**FRAGMENT TEKSTU:**
────────

Powtarzam: net, cudowna rzecz, o ile ma się jakąs wiedzę i umie się z niego korzystać. Z durnia zrobi jeszcze większego durnia, czego przykłady sypią się boleśnie. Takie to dziwne "ustrojstwo". :roll:
Na szczęście te forum nie jest miejscem plotek rodem "z pralni" i wymagane tutaj jest minimum wiedzy i przyzwoitości.
Każdy powołujacy się na jakieś źródło powinien daną rzecz sprawdzić jeszcze we dwóch chociaż innych. Tak dla historycznej uczciwości. A tu pierwszy lepszy ( nikogo nie obrażając ) hobbysta wyczyta w jakimś np. "tygrysie" żałosną rewelację i dyskutuje z absolutnym przekonaniem zadowolonego z siebie głupca. Żenujące. Pomijam umiejętność czytania ze zrozumieniem.

────────

**PODANY MATERIAŁ:**
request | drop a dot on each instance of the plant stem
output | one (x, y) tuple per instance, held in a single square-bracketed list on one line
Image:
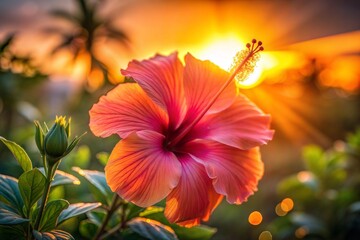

────────

**KRÓTKIE ĆWICZENIE A:**
Wypisz wszystkie wyrażenia, które we fragmencie tekstu ujęto w cudzysłów.
**KRÓTKIE ĆWICZENIE B:**
Przepisz odcinek fragmentu tekstu od słów „Powtarzam: net, cudowna” aż po słowa „czytania ze zrozumieniem.”, zamieniając „przyzwoitości” na „kultury”.
Materiał pochodzi z innego źródła niż fragment tekstu.

**ODPOWIEDŹ PISEMNA A:**
ustrojstwo; z pralni; tygrysie

**ODPOWIEDŹ PISEMNA B:**
Powtarzam: net, cudowna rzecz, o ile ma się jakąs wiedzę i umie się z niego korzystać. Z durnia zrobi jeszcze większego durnia, czego przykłady sypią się boleśnie. Takie to dziwne "ustrojstwo". :roll:
Na szczęście te forum nie jest miejscem plotek rodem "z pralni" i wymagane tutaj jest minimum wiedzy i kultury.
Każdy powołujacy się na jakieś źródło powinien daną rzecz sprawdzić jeszcze we dwóch chociaż innych. Tak dla historycznej uczciwości. A tu pierwszy lepszy ( nikogo nie obrażając ) hobbysta wyczyta w jakimś np. "tygrysie" żałosną rewelację i dyskutuje z absolutnym przekonaniem zadowolonego z siebie głupca. Żenujące. Pomijam umiejętność czytania ze zrozumieniem.